(Collected data)
--

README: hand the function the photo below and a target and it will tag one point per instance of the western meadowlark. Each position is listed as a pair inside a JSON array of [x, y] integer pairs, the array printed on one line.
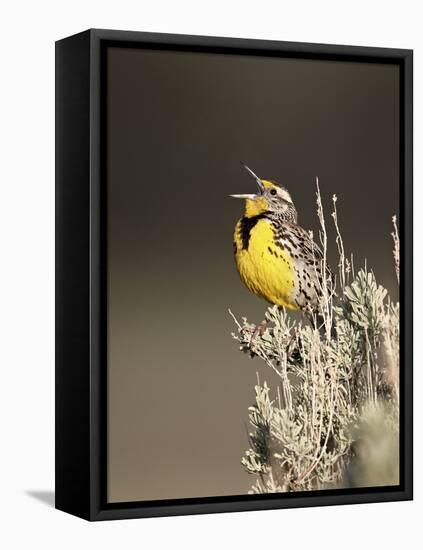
[[275, 257]]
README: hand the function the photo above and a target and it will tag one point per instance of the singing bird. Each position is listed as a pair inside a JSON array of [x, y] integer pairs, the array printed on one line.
[[275, 257]]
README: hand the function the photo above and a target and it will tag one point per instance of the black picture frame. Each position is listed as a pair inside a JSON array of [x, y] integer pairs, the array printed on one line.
[[81, 275]]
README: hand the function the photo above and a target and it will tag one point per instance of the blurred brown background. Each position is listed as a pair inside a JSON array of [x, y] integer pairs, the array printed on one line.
[[178, 125]]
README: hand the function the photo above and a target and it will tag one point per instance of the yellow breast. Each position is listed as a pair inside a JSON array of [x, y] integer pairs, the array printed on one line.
[[265, 268]]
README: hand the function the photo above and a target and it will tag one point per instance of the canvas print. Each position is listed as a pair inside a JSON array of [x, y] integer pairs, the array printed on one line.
[[253, 260]]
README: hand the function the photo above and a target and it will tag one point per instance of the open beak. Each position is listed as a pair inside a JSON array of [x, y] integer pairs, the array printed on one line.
[[259, 184]]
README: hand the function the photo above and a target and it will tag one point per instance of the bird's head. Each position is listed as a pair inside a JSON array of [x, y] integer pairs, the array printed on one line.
[[271, 199]]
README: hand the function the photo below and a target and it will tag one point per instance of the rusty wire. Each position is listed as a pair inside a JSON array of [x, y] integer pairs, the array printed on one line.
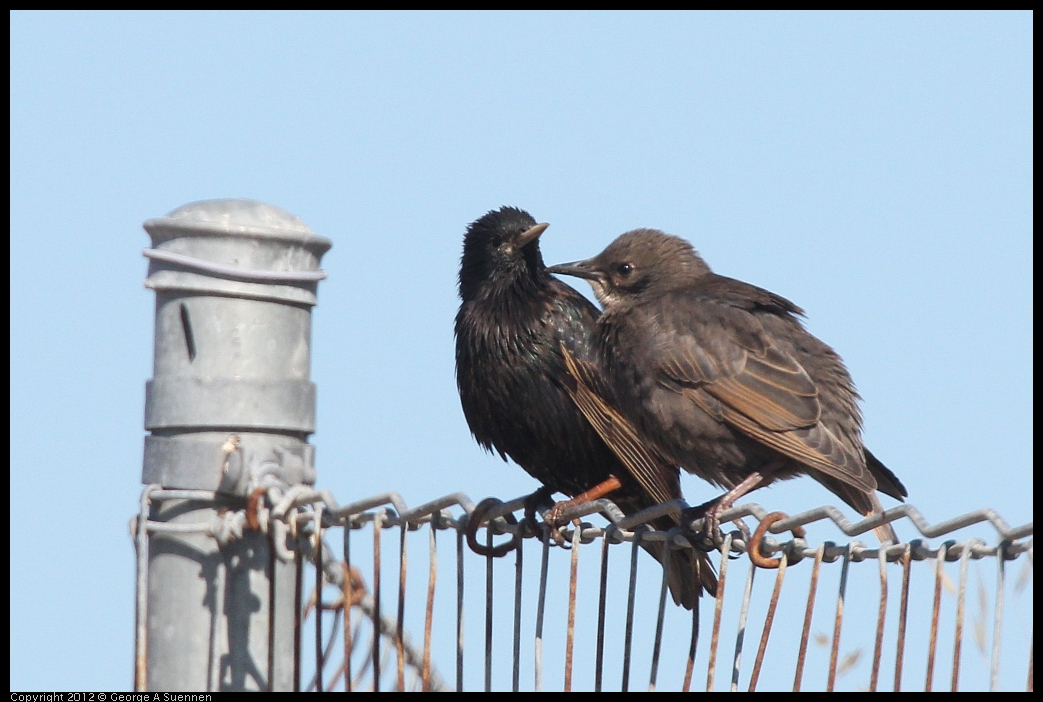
[[308, 515]]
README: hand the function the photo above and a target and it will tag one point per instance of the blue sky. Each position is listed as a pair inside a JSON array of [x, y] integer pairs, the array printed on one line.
[[874, 168]]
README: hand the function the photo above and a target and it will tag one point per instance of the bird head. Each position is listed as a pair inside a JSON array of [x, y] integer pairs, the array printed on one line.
[[637, 263], [500, 249]]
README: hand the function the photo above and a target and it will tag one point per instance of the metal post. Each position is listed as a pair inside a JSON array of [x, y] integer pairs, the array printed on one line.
[[229, 409]]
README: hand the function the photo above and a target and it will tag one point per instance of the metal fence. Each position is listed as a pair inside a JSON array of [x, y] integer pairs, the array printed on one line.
[[835, 615]]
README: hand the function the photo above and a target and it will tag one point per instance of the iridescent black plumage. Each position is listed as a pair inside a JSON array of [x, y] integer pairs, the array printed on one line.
[[515, 325]]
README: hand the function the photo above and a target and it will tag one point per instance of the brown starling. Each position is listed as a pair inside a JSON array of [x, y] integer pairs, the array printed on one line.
[[721, 378]]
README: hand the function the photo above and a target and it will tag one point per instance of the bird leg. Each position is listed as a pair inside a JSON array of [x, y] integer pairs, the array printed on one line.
[[711, 523], [553, 515]]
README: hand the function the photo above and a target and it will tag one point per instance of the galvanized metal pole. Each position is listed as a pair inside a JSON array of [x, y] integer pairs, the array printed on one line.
[[229, 408]]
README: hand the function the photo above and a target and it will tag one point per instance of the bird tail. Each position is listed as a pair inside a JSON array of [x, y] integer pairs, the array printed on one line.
[[689, 573]]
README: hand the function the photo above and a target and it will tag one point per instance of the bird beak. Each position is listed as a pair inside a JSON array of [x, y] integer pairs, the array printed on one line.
[[577, 268], [531, 235]]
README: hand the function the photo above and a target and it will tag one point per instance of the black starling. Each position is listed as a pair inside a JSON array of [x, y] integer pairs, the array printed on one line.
[[721, 377], [518, 333]]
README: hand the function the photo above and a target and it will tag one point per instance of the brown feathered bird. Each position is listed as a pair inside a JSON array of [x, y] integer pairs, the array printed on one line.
[[529, 385], [721, 377]]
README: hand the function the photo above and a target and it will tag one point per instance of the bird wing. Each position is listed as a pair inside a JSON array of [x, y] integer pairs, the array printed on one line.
[[648, 467], [741, 377]]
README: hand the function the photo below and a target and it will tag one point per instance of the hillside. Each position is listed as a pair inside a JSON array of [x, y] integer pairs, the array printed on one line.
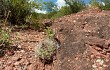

--

Work to complete => Put every line of the records above into a JSON list of strings, one string per line, skipping blank lines. Leave the pictures out of the answer.

Finished answer =>
[
  "README: hand the function the photo below and a target and it will tag one point per instance of the western meadowlark. Each position is listed as a pair inside a JSON array of [x, y] integer pairs, the array printed on one line.",
  "[[275, 257]]",
  "README: hand the function the photo above and a target and it will tag one point per instance of the singing bird. Each position is listed as a pair inside a JSON array of [x, y] integer pairs, the array printed on one line.",
  "[[275, 257]]",
  "README: hand the function the photo above and a target and it will tag one point per instance of the black picture frame. Each position is listed as a pair inside a JSON array of [x, y] integer pairs, the array printed on one line.",
  "[[81, 275]]",
  "README: hand the function the photo above and a target and it will tag one point per instance of the blurred brown background. Each position is listed as a pair inside a JSON array of [x, y] integer pairs, the array printed on one line.",
  "[[178, 125]]",
  "README: hand the function the photo above and a target and it will tag one point per instance of the yellow breast. Each position is listed as a pair inside a JSON array of [x, y] integer pairs, the array printed on one line.",
  "[[265, 268]]",
  "README: hand the function the photo above and a target and it will tag one point per instance of the canvas print. Each position is listed as a pair inside a JSON array of [x, y] integer pairs, the array printed on one line.",
  "[[253, 260]]",
  "README: hand the function the photo above and a target and it will tag one point per instance of the open beak. Each position is listed as a pair inside a JSON array of [x, y] integer pairs, the array printed on one line.",
  "[[259, 184]]",
  "README: hand the function the photo above and a target and it will tag one point per instance of the bird's head. Each position is listed as a pair inside a JSON array of [x, y] integer pairs, the array printed on one line.",
  "[[271, 199]]",
  "README: hand the function the photo below and a target and it will tag one point per instance of the rusty wire. Each position is listed as a pair inside a JSON array of [x, y] integer pairs, the array printed on one line.",
  "[[308, 515]]",
  "README: hand the function the photo above and a target and it will tag one point per instance of the blue sky. Each position is listed as a pair inside a JSON array of [x, y] integer pairs, the array printed on one line.",
  "[[874, 168]]",
  "README: hand the function the photo above and a target and it will tag one point per instance of the bird head. Each position is listed as a pair inside a JSON array of [x, y] integer pairs, the array printed on one line.",
  "[[637, 263], [500, 249]]",
  "README: hand the function the photo above and a target and it will tag one point per instance of the metal post. Each position is listed as a pair inside a JSON array of [x, y] integer pairs, the array printed on one line.",
  "[[229, 409]]",
  "README: hand the function the photo above and a target and it will tag one point per instance of the metal fence. Each position is listed as a pair inside a JSON array of [x, y] integer pairs, the array printed on one line.",
  "[[835, 615]]",
  "README: hand the function the photo above and a target and it will tag one point per instance of the iridescent black plumage. Each position is listed as a pair inside a JSON array of [x, y] integer pairs, the array printed on one line.",
  "[[515, 325]]",
  "README: hand the function the photo above and a target and it will tag one point per instance of the brown starling. Each position is listed as a pair inside a JSON array of [x, y] integer pairs, the array printed on one line.",
  "[[721, 378]]",
  "README: hand the function the photo above and a target and it will tag one point per instance of the bird leg. Each position is listed as a pair inside a JSON array of [x, y] integer pairs, the array printed on one line.",
  "[[711, 523], [553, 515]]",
  "README: hand the function the photo above and a target and it will tag one point per instance of the galvanized metal pole. Each position is listed as a pair inside a JSON array of [x, y] integer pairs, the array printed on one line.",
  "[[229, 408]]",
  "README: hand the function the photo above and a target and it will tag one point per instance of the bird tail. Each position is listed as a pair inside a JSON array of [x, y] integer pairs, the array printed on one line.",
  "[[689, 573]]",
  "README: hand the function the photo above and a target and it will tag one point per instance of the bird beak. Each position is listed as a pair inside a JSON array of [x, y] integer pairs, the array printed on one line.",
  "[[577, 268], [531, 235]]",
  "README: hand the function the photo above and a target and it will tag one point per instance of the black starling. Each position is listed as a pair inside a JSON array of [x, y] integer pairs, the array printed on one line.",
  "[[721, 377], [518, 333]]",
  "README: hand the function the photo above and a target and it will tag one point per instance of the brown feathered bird. Each position is listed as a pair inside a JSON array of [x, y] integer pairs, the array printed on one line.",
  "[[529, 385], [721, 377]]",
  "README: hand the function the photo above and a target and it will tag one point per instance of the bird wing. Each position is listed as a pair inside a JSON array of [x, y] integer pairs, the array printed on one line.",
  "[[648, 467], [741, 377]]",
  "README: hand the function the photo below and a target and it will tag one point per instance of the hillside. Each position is listed as a pair inside a JSON array of [x, y] integer pairs, the array printed on one line."
]